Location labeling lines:
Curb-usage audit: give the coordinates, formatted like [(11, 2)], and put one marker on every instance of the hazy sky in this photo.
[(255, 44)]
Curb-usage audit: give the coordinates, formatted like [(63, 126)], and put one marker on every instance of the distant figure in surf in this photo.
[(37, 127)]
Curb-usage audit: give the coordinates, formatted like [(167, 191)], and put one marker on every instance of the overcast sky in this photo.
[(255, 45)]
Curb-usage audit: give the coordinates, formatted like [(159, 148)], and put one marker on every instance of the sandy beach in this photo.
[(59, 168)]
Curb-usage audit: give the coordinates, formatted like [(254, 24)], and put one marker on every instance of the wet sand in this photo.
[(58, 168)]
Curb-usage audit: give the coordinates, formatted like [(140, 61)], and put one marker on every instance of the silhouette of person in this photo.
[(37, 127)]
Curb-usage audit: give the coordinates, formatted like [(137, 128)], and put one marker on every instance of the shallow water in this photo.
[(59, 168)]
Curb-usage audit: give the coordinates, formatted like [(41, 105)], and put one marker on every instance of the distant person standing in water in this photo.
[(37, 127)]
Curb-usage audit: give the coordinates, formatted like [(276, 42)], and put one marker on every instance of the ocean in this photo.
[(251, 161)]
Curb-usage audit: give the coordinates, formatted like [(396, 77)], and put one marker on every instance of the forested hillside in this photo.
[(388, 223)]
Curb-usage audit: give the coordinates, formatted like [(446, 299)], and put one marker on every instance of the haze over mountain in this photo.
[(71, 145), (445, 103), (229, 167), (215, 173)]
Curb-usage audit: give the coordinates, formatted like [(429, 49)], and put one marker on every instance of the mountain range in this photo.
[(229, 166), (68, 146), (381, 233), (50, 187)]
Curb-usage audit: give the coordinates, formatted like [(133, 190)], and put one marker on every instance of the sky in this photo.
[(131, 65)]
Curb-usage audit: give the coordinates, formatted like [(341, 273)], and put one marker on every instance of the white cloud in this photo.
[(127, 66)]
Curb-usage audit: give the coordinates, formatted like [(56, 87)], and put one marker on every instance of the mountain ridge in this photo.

The request
Update the lines from the first one through the line with "[(71, 145), (445, 103), (229, 167), (215, 173)]", swapping "Curb-usage audit" for "Shoreline survey" and leaving everything else as it is.

Task response
Shoreline survey: give the coordinates, formatted like [(11, 2)], and put one marker on every instance of the hazy sky in this photo.
[(255, 44)]
Shoreline survey: give the coordinates, formatted like [(63, 126)], and put one marker on every instance of the distant figure in surf in this photo.
[(37, 127)]
Shoreline survey: give the coordinates, formatted like [(167, 191)], and put one marker on every instance of the overcast sky in this photo.
[(255, 45)]
Shoreline survey: give the coordinates, formatted like [(159, 148)], and put one marker on every instance of the sandy beach in this photo.
[(59, 168)]
Shoreline survey: give the coordinates, formatted like [(254, 24)], and put one marker on every instance of the wet sand in this photo.
[(58, 168)]
Shoreline survey: give the coordinates, formatted like [(140, 61)], and put one marker on every instance of the silhouette of person in this photo.
[(37, 127)]
Shoreline survey: give the coordinates, formatted like [(137, 128)], and put one marker on every instance of the shallow water in this photo.
[(59, 168)]
Shoreline survey: give the coordinates, formatted like [(41, 105)], and put one marker on every instance of the distant person standing in water in this photo.
[(37, 127)]
Shoreline survey: give the coordinates, formatted like [(276, 42)], and put one marker on every instance of the ocean in this photo.
[(251, 161)]
Shoreline survey: give the coordinates, formatted like [(396, 77)], and put one marker on every instance of the forested hillside in this photo.
[(388, 223)]
Shoreline survey: give the coordinates, formatted like [(446, 299)], and put one marker on every instance of the haze over mountain in this photo.
[(71, 145), (445, 103), (229, 167), (215, 173)]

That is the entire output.